▶ [Given task a]
In the opinion piece about school secretaries below, on what date does national Secretaries' Day fall?

***** Extract

Opinion
Education Opinion

Does Ms. Kleinhopper Really Run the School?

By Stephen G. Barone — April 27, 1994 4 min read
  • Save to favorites
  • Print

April 27 is national Secretaries’ Day, so I know it’s boorish of me to sound a discordant note when everyone else will be sending floral tributes to the clerical staff or buying them lunches at tony restaurants. But I’m sick of all the phony self-deprecation about how none of us could ever be such a successful principal, director, or superintendent if not for some secretary’s legendary typing ability, telephone skills, and flair for collating.

I’ve been guilty of this, some years even writing cutesy newspaper articles about how secretaries really run the world while we inept bosses mostly bide our time composing obtuse memorandums, unjamming mechanical staplers, and blinking with awed stupidity at our facsimile machines; all of us benignly awaiting the day that we might draw our annuities and retire to our decrepitudes somewhere in Florida.

Such hyperbole seemed funny and harmless to me, until I began to notice that many of the clerical personnel who circumscribe my professional life are beginning to actually believe their own press, resplendent in the attitude that what they do--and by what means and schedule they might accomplish it--is best determined by them without any nettlesome interference from us whose needs they’re purportedly hired to serve.

Thus and lately, at various school districts where I work or consult, when asking for a report to be typed, a transcript copied, or a parent telephoned, I too often find myself groveling before the desk of some choleric Hazel, Betty, or Mabel, feigning deference as if I were an 8-year-old boy asking my mommy for a second piece of chocolate cake when I knew full well that I hadn’t eaten all my peas-and-carrots.

How has this happened?

I think I know.

During the 1980’s, various corruptions of the Deming Model were becoming popular with American managers at the very same time that the workforce was being fed a healthy dose of blue-collar romanticism, the latter best typified by that musical and cinematic anomaly, “Take This Job and Shove It.’' Amidst the confluence of these two happenstances, both employers and employees began confusing egalitarianism with insubordination.

As a result, the laudable idea of mutual respect and consideration between subordinates and superordinates has somehow become transmogrified into the perverse notion that secretaries can properly challenge the boss’s prerogatives at their own pleasure and determination, thereby endowing themselves with an inalienable right to make ad hoc judgments about which of their duties they will or won’t discharge.

This didn’t happen over night. At first, the office Rubicon was whether or not a secretary had to brew the morning potable. A little thing, really, so that most of us gladly did battle with Mr. Coffee rather than Ms. Kleinhopper down at the reception desk. But the premise we ceded by such acquiescence isn’t that making coffee for one’s boss is somehow beneath human dignity. Instead, we granted credence to the egregious notion that Ms. Kleinhopper’s time and contribution to the school district is just as valuable as our own.

It’s not.

Ms. Kleinhopper might be able to type professional reports, but she certainly cannot compose them. She might be able to operate the machine with great facility, but there is a difference between developing policies and copying them. And while she might have great telephone presence, she still has no reason to call anyone except within the workaday parameters set forth by her superiors.

**********

▶ [Given task b]
Collect every line of the entries that contains the string "wheel", and treat uppercase and lowercase letters as different.

***** Data for this task

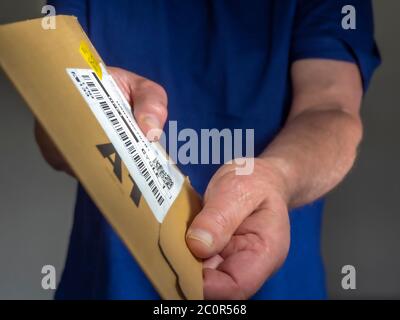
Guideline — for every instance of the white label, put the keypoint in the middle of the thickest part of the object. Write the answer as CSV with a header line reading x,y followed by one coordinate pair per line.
x,y
159,181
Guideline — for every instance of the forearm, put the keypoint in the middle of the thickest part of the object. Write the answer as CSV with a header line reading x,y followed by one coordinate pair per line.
x,y
314,151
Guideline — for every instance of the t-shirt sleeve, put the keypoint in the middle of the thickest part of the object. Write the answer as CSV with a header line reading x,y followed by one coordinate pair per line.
x,y
77,8
318,33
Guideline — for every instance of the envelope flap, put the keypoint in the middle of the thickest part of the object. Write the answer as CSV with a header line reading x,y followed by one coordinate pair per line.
x,y
172,242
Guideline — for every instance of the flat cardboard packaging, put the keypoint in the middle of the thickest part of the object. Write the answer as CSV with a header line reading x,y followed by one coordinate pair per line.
x,y
35,60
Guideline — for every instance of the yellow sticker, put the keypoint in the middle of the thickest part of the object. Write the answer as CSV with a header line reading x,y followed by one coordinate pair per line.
x,y
90,58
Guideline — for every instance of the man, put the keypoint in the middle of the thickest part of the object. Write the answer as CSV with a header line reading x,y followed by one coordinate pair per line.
x,y
287,69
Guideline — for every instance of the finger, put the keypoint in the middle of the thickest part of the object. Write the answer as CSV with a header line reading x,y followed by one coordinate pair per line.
x,y
229,199
249,259
149,101
213,262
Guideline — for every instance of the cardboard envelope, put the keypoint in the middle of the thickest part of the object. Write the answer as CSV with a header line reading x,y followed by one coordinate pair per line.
x,y
149,203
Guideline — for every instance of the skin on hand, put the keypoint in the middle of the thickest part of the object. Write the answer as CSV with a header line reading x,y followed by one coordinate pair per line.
x,y
243,230
150,111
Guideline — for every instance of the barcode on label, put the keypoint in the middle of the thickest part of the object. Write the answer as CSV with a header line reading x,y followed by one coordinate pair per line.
x,y
159,182
124,138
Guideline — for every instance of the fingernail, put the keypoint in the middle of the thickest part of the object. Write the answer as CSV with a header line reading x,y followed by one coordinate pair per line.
x,y
200,235
152,122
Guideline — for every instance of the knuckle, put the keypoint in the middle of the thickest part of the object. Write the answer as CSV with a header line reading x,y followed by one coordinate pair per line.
x,y
219,218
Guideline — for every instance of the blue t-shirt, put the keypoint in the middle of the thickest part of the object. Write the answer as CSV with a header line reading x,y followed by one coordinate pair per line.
x,y
224,64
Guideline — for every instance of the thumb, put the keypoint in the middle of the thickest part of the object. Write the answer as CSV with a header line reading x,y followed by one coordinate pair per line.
x,y
149,101
229,199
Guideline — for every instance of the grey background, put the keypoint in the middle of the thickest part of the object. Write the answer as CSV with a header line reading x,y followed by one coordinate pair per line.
x,y
362,216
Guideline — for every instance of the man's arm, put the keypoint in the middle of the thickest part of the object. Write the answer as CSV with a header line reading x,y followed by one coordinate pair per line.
x,y
318,145
243,229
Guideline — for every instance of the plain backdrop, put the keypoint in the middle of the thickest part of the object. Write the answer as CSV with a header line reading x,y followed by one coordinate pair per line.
x,y
362,217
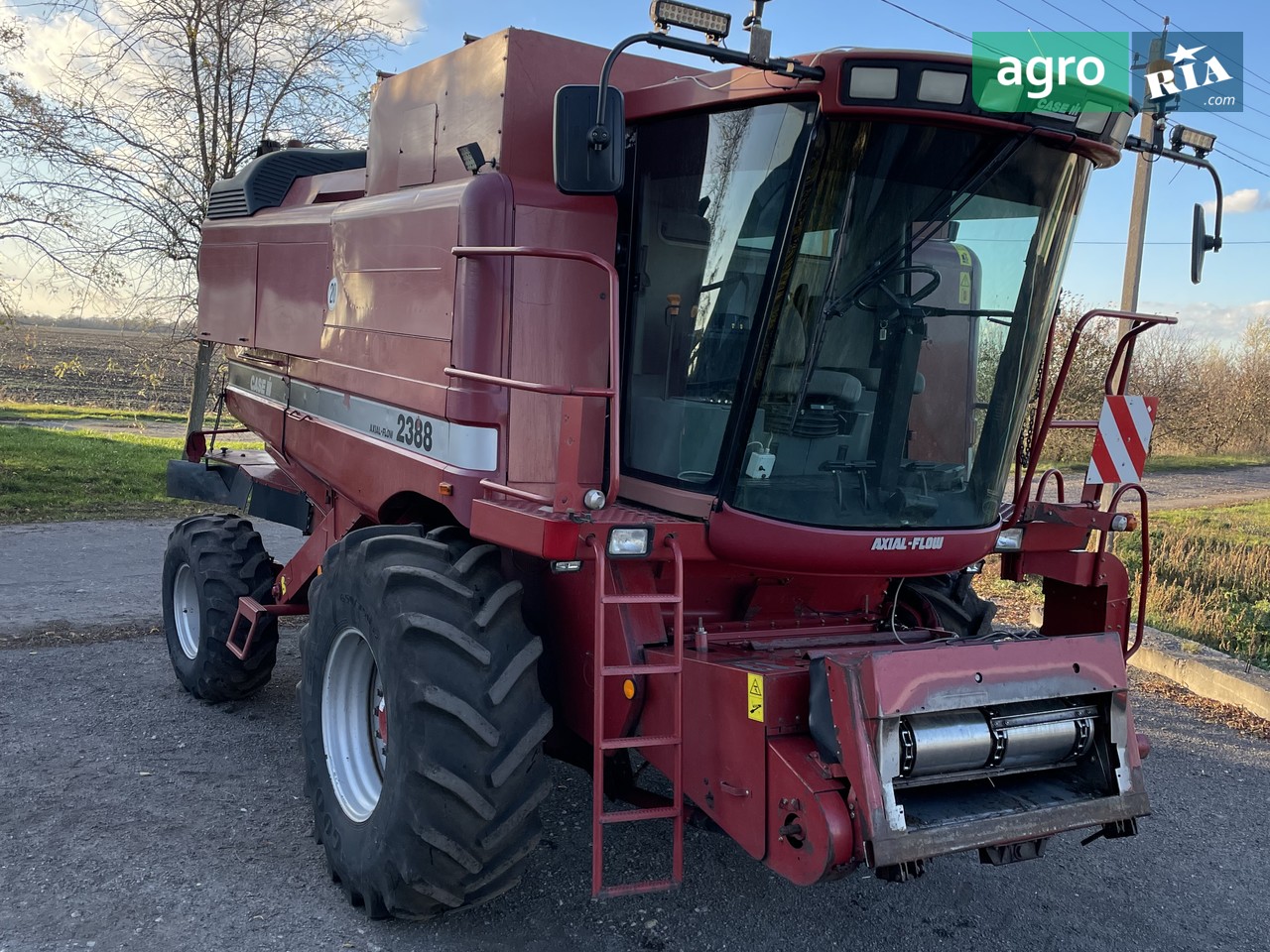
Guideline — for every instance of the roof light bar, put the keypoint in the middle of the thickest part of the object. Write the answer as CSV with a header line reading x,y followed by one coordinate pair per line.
x,y
1202,143
714,24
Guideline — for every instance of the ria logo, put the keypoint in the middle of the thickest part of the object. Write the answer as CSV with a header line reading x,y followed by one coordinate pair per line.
x,y
1182,76
1201,73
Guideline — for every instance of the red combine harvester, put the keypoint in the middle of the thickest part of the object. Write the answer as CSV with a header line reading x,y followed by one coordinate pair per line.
x,y
665,425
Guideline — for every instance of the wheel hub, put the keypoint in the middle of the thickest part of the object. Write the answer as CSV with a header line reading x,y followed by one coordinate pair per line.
x,y
354,724
185,611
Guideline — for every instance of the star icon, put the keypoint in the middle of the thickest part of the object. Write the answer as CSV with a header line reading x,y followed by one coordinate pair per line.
x,y
1184,54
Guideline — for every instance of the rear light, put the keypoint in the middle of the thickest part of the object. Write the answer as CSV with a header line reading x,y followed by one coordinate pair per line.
x,y
629,540
874,82
195,447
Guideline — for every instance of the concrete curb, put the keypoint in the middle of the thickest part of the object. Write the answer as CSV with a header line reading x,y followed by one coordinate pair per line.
x,y
1205,670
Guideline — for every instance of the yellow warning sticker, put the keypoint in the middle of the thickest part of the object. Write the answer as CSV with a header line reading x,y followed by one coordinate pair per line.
x,y
754,696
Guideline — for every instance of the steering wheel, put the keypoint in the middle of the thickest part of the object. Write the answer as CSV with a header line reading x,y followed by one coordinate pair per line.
x,y
906,299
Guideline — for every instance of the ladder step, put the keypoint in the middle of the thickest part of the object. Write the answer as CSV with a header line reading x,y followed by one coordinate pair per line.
x,y
658,599
615,670
653,740
653,812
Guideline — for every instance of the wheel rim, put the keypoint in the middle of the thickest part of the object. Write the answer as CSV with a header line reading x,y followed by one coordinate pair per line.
x,y
354,724
185,610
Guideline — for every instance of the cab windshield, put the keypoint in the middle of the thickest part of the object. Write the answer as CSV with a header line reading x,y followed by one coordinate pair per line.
x,y
853,341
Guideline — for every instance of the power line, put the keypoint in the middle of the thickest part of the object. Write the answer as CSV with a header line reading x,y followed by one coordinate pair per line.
x,y
1227,155
928,21
1072,16
1188,33
1128,17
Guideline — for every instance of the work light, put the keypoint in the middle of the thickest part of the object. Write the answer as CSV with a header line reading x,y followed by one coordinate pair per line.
x,y
1202,143
665,13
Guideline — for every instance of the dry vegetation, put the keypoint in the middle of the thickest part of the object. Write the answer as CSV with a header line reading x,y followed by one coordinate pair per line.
x,y
1214,399
121,370
1209,576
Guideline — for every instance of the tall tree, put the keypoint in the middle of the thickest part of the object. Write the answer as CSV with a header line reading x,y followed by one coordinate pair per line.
x,y
148,103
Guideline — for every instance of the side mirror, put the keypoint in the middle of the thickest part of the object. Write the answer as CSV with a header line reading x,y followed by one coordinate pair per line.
x,y
1201,243
583,167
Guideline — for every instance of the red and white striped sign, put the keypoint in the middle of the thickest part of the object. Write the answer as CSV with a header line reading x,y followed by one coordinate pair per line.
x,y
1123,440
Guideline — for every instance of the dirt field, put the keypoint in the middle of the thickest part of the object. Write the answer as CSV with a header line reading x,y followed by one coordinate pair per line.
x,y
119,370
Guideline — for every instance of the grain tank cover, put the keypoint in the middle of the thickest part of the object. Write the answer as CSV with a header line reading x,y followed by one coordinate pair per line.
x,y
267,179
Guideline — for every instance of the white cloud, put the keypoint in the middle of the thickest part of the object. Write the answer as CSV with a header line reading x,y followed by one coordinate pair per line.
x,y
1246,199
1210,321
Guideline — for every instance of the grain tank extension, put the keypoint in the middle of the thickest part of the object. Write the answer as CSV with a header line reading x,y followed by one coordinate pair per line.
x,y
666,433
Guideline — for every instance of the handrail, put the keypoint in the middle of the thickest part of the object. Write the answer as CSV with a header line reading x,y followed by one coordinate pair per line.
x,y
1144,574
610,393
1058,483
1123,354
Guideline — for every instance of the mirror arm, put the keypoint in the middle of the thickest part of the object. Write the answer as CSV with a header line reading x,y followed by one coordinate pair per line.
x,y
599,137
1135,144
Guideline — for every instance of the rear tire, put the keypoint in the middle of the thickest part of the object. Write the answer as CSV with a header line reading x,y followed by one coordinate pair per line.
x,y
422,721
209,562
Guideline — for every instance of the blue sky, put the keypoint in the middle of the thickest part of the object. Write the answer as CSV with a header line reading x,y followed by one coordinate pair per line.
x,y
1236,282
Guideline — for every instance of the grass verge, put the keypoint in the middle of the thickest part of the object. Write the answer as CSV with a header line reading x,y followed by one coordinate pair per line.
x,y
55,475
1209,576
10,411
1157,463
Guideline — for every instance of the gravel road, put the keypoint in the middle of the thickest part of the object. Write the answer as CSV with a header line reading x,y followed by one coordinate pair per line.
x,y
139,817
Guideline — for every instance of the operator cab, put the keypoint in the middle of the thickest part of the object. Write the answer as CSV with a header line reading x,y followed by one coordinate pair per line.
x,y
834,317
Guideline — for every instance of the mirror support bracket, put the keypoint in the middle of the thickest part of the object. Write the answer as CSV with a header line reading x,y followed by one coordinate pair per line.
x,y
1137,144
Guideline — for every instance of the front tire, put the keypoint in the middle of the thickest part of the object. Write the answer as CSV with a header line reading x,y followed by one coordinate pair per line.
x,y
422,721
209,562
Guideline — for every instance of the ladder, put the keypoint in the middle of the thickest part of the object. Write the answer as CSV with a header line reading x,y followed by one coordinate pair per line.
x,y
602,817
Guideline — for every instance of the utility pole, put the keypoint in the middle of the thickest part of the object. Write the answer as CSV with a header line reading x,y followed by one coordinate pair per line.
x,y
1141,195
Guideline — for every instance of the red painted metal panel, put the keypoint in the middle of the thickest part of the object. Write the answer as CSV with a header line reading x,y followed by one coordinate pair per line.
x,y
952,675
724,751
393,263
226,293
799,793
293,296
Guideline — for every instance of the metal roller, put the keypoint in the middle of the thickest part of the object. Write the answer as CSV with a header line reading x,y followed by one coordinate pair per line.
x,y
1024,735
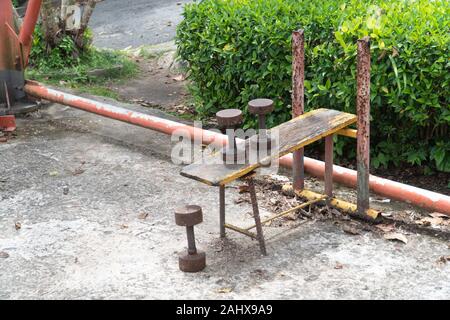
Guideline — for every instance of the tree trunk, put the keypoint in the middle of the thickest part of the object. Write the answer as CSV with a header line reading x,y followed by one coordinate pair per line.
x,y
66,17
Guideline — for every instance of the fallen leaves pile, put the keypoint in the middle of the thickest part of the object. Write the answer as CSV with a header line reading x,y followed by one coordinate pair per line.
x,y
275,194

**********

▶ [Full solution a]
April 27

▶ [Full solution b]
Guideline — for every instance of the wheel hub, put the keypoint in the middle of the thickest part of the object. Write the answer as CSV with a header line reading x,y followed by one coordinate pair per line.
Guideline — for every instance of the steering wheel, put the keypoint in the middle of the thickest part of the object. Write the answer as CSV with a header line reading x,y followed by one coordinate pair per line.
Guideline — for every instance of the wheel rim, put the keypoint in the middle of the thickest part of the object. Write the answer as CSV with a header line reading x,y followed by one coordinate pair per line.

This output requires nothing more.